Kutipan Teks:
Thorndike menyebut waktu yang dibutuhkan hewan untuk memecahkan
problem sebagai fungsi dari jumlah kesempatan yang harus dimiliki hewan untuk
memecahkan problem. Setiap kesempatan adalah usaha coba-coba, dan upaya
percobaan berhenti saat si hewan mendapatkan solusi yang benar. Grafik untuk
situasi semacam ini ditunjukkan di gambar 4-2. Dalam eksperimen dasar ini,
Thorndike secara konsisten mencatat bahwa waktu yang dibutuhkan untuk
memecahkan masalah (variable terikat) menurut sistematis seiring dengan
bertambahnya upaya percobaan yang dilakukan hewan; artinya, semakin banyak
kesempatan yang dimiliki hewan, semakin cepat ia akan memecahkan problem.
Belajar adalah Inkremental, Bukan Langsung ke Pengertian Mendalam
(Insightful)
Dengan mencatat penurunan gradual dalam waktu untuk mendapatkan
solusi sebagai fungsi percobaan suksesif, Thorndike menyimpulkan bahwa belajar
bersifat incremental (incremental/bertahap), bukan insightful (langsung ke
pengertian). Dengan kata lain, belajar dilakukan dalam langkah-langkah kecil
yang sistematis, bukan langsung melompat ke pengertian mendalam. Dia mencatat
bahwa jika belajar adalah insightful, grafik akan menunjukkan waktu untuk
6
mencapai solusi tampak relatif stabil dan tinggi pada saat hewan dalam keadaan
belum belajar. Pada saat hewan mendapatkan pengertian mendalam untuk
memecahkan masalah, grafiknya akan langsung turun dengan cepat dan akan tetap
di titik itu selama durasi percobaan. Gambar 4-2 juga menunjukkan tampilan
grafik jika belajar langsung menghasilkan pengertian.
Belajar Tidak Dimediasi oleh Ide
Berdasarkan risetnya, Thorndike (1898) juga menyimpulkan bahwa belajar
adalah bersifat langsung dan tidak dimediasi oleh pemikiran atau penalaran:
Kucing tidak melihat-lihat situasi, apalagi memikirkan situasi, lalu
memutuskan apa yang mesti dilakukan. Kucing langsung melakukan aktivitas
berdasarkan pengalaman dan reaksi naluriah terhadap situasi “terpenjara
saat lapar dengan makanan berada di luar kerangkeng.” Bahkan setelah
sukses sekalipun, kucing itu tidak menyadari bahwa tindakannya akan
membuatnya mendapat makanan dan karenanya memutuskan untuk
melakukannya lagi dengan segera, namun ia bertindak berdasarkan
dorongannya (impuls). (h 45)

Data yang Diberikan:
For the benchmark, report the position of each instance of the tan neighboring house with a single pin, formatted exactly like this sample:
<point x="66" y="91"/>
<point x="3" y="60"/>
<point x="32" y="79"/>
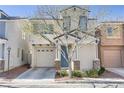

Ketentuan Tugas:
a) Menurut kutipan tentang Thorndike, kapan upaya percobaan hewan berhenti?
b) Salin bagian kutipan tanpa perubahan sedikit pun, mulai pada kata-kata "Thorndike menyebut waktu" dan berhenti sesudah "(Insightful)".
Baris-baris data tidak ada hubungannya dengan kutipan tentang Thorndike.

Hasil Latihan:
a) Saat si hewan mendapatkan solusi yang benar.

b)
Thorndike menyebut waktu yang dibutuhkan hewan untuk memecahkan
problem sebagai fungsi dari jumlah kesempatan yang harus dimiliki hewan untuk
memecahkan problem. Setiap kesempatan adalah usaha coba-coba, dan upaya
percobaan berhenti saat si hewan mendapatkan solusi yang benar. Grafik untuk
situasi semacam ini ditunjukkan di gambar 4-2. Dalam eksperimen dasar ini,
Thorndike secara konsisten mencatat bahwa waktu yang dibutuhkan untuk
memecahkan masalah (variable terikat) menurut sistematis seiring dengan
bertambahnya upaya percobaan yang dilakukan hewan; artinya, semakin banyak
kesempatan yang dimiliki hewan, semakin cepat ia akan memecahkan problem.
Belajar adalah Inkremental, Bukan Langsung ke Pengertian Mendalam
(Insightful)